La plupart de nos communautés sont malheureusement encore sous l’influence de cette vieille tradition. On rencontre très souvent encore, des scènes d’hystérie collective dictées par la perte d’un proche, et dirigées sans preuve contre une personne sans protecteur.
Comment décrit-on les sorciers ? “C’est généralement une vieille personne, édentée, vivant seule, car ayant fini de manger ou de faire fuir ses proches. Elle a la peau desséchée, aime aborder les enfants seuls, au crépuscule. La nuit, on croit qu’elles dorment alors qu’elles partent aux rencontres de la confrérie », explique un vieux, qui affirme “bien connaître les sorciers”. Au cours de la discussion, il dira que les sorciers, malgré leur apparence physique” (ils marchent difficilement), sont de grands voyageurs. Ils parcourent en une nuit des kilomètres pour se rencontrer. Ils auraient le don de se “défroquer”, c’est-à-dire, de laisser leur peau humaine et de voler comme des oiseaux.
Les sorciers, dans l’imagerie populaire en tous cas, sont très souvent des êtres maléfiques, doués de pouvoirs surnaturels. Certes, ils ne font pas que du mal, car, certains disent qu’ils sont en mesure de vous fabriquer des potions capables de vous faire aimer par qui vous voulez.
La sorcellerie, d’après les explications, est différente de la magie en ce qu’elle n’est pas une science. Cependant, comme la magie, ses origines plongent dans la nuit des temps. La sorcellerie est l’imploration constante, dans notre monde en mutation et aux survivances du paganisme, d’un “quelque chose” qui semble encore nous manquer. Elle est une protestation conséquente aux religions dominantes. Elle est le reflet des mœurs, l’aspect le plus poussé des craintes et des haines, des envies et des jalousies qui ne. Peuvent s’exprimer ou se faire voir au grand jour.
L’homme, tremblant devant les forces de la nature essaie de les dominer et de se les asservir. Alors, il conjure le mal par le mal, et au besoin, il s’en servira à l’égard de son prochain, par haine ou par… amour. En tout cas, les sorciers ou ceux qui sont supposés l’être, sont les victimes désignées de l’adversité sociale.
Y a-t-il des sorciers parmi nous ? Ou simplement des personnes, de part leur situation sociale qui sont des victimes innocentes ?
La pratique a encore une longue vie devant elle, puisqu’elle fournit du travail à ceux qui se disent sorciers fabricants de filtres d’amour, ou super sorciers exorciseurs. Tous y gagnent leur pain.

* [CONSIGNE A]
Relevez chaque ligne des enregistrements où figure le mot « gray ».
Le texte sur la sorcellerie et les enregistrements n'ont aucun lien entre eux.

* [DONNÉES FOURNIES]
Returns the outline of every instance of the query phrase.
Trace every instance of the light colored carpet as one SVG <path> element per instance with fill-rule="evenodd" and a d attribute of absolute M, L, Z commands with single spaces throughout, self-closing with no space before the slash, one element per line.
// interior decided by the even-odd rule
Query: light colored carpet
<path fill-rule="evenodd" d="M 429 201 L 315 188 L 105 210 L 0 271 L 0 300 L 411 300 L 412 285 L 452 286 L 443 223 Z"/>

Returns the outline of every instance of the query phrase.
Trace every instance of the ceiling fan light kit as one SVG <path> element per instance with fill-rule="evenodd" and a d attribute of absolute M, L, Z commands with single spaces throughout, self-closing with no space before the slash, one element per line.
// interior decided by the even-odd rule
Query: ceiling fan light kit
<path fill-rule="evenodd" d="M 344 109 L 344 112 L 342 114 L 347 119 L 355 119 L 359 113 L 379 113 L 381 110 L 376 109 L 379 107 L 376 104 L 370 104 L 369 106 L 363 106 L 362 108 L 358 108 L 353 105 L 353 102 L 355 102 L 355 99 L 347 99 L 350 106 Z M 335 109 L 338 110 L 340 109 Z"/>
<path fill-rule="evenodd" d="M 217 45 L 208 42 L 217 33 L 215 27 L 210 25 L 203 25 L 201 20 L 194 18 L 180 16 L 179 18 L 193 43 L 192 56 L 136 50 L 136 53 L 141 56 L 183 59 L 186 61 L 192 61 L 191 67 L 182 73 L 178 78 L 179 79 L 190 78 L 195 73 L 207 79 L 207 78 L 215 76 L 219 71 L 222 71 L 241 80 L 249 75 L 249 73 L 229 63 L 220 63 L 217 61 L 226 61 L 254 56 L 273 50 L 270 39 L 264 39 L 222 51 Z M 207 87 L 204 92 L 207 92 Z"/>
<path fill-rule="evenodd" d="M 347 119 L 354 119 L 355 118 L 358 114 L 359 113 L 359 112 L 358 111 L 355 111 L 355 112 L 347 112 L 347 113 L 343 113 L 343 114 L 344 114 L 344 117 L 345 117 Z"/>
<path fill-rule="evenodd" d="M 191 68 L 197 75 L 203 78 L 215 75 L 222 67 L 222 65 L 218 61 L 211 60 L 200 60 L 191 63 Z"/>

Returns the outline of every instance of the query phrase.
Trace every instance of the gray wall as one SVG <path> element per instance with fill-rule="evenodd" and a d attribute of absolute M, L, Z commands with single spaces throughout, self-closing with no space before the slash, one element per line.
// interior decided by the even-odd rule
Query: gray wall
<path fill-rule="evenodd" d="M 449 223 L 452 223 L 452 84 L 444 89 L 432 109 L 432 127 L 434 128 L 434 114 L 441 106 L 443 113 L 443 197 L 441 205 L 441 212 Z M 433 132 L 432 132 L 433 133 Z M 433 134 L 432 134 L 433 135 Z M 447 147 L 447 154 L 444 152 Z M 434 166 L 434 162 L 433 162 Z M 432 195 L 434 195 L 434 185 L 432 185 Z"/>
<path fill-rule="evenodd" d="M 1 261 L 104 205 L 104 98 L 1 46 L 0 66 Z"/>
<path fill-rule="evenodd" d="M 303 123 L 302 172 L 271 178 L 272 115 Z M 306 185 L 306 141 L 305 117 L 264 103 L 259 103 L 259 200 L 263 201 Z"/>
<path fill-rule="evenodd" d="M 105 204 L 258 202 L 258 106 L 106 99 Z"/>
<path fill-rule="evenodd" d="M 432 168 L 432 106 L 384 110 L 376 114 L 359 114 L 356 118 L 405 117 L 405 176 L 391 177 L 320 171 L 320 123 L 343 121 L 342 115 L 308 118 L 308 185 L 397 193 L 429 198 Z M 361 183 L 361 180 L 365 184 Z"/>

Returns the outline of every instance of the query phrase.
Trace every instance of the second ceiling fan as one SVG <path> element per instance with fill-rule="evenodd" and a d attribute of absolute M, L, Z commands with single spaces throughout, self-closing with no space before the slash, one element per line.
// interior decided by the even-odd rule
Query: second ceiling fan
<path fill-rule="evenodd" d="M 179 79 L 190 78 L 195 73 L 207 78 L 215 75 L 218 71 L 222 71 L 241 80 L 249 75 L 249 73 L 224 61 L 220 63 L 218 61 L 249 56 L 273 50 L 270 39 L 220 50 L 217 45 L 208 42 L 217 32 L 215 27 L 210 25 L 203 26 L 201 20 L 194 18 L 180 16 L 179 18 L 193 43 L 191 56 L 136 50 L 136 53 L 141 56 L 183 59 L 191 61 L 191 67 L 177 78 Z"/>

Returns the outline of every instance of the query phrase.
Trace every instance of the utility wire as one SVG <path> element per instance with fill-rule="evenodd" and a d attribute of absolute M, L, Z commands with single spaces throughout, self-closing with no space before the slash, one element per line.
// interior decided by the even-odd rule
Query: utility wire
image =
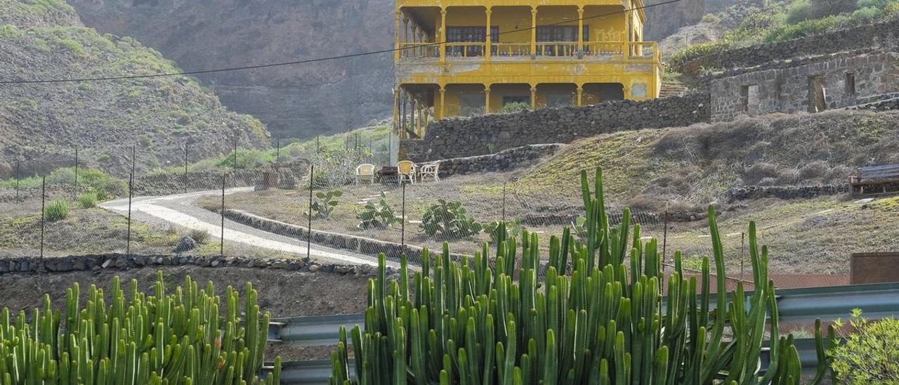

* [CONSIGNE B]
Recopiez mot pour mot le passage du texte sur la sorcellerie, depuis « La sorcellerie, d’après » jusqu'à « au grand jour. ».

* [BONNE RÉPONSE A]
Trace every instance of the gray wall as one SVG <path> element per instance with fill-rule="evenodd" and a d attribute of absolute M, L, Z commands with single spaces throughout, self-closing with no space before the slash, one element per line.
Query: gray wall

* [BONNE RÉPONSE B]
La sorcellerie, d’après les explications, est différente de la magie en ce qu’elle n’est pas une science. Cependant, comme la magie, ses origines plongent dans la nuit des temps. La sorcellerie est l’imploration constante, dans notre monde en mutation et aux survivances du paganisme, d’un “quelque chose” qui semble encore nous manquer. Elle est une protestation conséquente aux religions dominantes. Elle est le reflet des mœurs, l’aspect le plus poussé des craintes et des haines, des envies et des jalousies qui ne. Peuvent s’exprimer ou se faire voir au grand jour.